_EXERCISE GOAL:_ Would you restate all the data that follows, word for word?

----

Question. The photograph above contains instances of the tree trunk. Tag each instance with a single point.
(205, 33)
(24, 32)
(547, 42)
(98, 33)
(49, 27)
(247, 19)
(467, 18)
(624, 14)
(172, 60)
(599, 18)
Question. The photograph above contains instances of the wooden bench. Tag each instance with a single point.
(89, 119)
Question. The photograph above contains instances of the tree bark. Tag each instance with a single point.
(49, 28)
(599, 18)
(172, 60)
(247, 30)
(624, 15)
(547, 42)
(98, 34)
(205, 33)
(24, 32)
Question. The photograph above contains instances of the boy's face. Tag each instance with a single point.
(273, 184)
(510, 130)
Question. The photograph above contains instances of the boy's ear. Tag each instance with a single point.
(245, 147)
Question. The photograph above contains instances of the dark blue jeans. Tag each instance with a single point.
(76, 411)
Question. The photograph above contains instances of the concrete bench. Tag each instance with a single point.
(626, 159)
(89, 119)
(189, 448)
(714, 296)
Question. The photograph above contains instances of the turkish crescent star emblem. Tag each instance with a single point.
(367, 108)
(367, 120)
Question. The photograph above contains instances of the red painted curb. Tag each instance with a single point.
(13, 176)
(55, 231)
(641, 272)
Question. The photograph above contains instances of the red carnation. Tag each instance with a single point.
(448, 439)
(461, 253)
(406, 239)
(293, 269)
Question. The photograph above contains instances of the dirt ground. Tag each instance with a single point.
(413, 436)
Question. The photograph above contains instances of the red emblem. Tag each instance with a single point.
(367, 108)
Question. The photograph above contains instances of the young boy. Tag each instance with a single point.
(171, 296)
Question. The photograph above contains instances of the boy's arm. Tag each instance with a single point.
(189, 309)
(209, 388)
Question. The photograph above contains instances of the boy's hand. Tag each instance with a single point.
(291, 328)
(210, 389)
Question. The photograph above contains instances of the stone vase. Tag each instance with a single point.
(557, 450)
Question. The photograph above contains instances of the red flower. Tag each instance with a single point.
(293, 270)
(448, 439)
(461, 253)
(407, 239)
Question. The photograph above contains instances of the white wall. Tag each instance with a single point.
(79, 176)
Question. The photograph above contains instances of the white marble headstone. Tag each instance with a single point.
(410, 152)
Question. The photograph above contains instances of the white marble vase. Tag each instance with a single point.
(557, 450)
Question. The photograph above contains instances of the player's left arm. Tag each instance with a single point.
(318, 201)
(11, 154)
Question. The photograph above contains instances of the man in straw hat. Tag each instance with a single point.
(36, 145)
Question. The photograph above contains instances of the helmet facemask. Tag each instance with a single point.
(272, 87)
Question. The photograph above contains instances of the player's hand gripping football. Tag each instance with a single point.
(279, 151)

----

_OUTPUT OF THE EXERCISE:_
Question. The photograph above contains instances of the tree trunk. Tag each instance with a single point.
(205, 33)
(24, 32)
(547, 42)
(98, 33)
(49, 27)
(247, 19)
(467, 18)
(624, 14)
(172, 60)
(599, 18)
Question. The photograph above contains instances of the wooden bench. Tag each instance with a single point.
(89, 119)
Question. The photograph above contains instances of the tree bark. Tag each instance with a single point.
(49, 28)
(599, 18)
(172, 60)
(247, 30)
(624, 15)
(547, 42)
(98, 34)
(205, 33)
(24, 32)
Question. The photograph above contains instances of the boy's face. Tag each instance with a single point.
(273, 184)
(510, 130)
Question. The photograph above contains instances of the boy's ear. Tag each instance with a single point.
(245, 147)
Question. The photograph above contains instances of the dark blue jeans. Tag each instance with a single point.
(76, 411)
Question. The photograph above contains instances of the concrete bench. Tag each instance with a single point.
(626, 159)
(89, 119)
(189, 448)
(714, 296)
Question. The photograph above contains instances of the turkish crescent star emblem. Tag each instance with a single point.
(367, 108)
(367, 120)
Question. The photograph above contains instances of the red painted curb. Tag each instance with a single point.
(13, 176)
(55, 231)
(641, 272)
Question. The photograph above contains instances of the red carnation. Tag each instance with a single point.
(448, 439)
(461, 253)
(406, 239)
(293, 269)
Question. The photograph above contains instances of the dirt ground. Tag each instance with a single point.
(413, 436)
Question. The photograph above contains instances of the red emblem. Tag each instance with a single point.
(367, 108)
Question. The photograph above contains instances of the young boy. Tag each instance with a single point.
(171, 296)
Question. The photograph above contains instances of the boy's arm. Tag each instance with a single point.
(189, 309)
(209, 388)
Question. The photograph above contains instances of the boy's hand. Tag each instance with a single point.
(291, 328)
(210, 389)
Question. The photograph above contains instances of the stone vase. Tag each instance with a single point.
(557, 450)
Question. The photograph above contains instances of the red flower. Tag each instance with a single point.
(293, 270)
(448, 439)
(461, 253)
(407, 239)
Question. The photograph above contains instances of the white wall. Tag each instance with a single point.
(79, 176)
Question. The photograph above contains instances of the white marble headstone. Tag each instance with a single point.
(410, 152)
Question. The photograph above contains instances of the white marble vase. Tag each instance with a single point.
(557, 450)
Question. The photograph above contains instances of the player's left arm. Tag each instance with a single point.
(318, 201)
(11, 154)
Question. The photograph above contains instances of the man in straw hat. Tag each instance with a single point.
(36, 145)
Question. The photograph above contains instances of the helmet facemask. Tag each instance with a single point.
(272, 87)
Question. The photograph above contains instances of the player's hand gripping football. Tag each instance with a single point.
(279, 151)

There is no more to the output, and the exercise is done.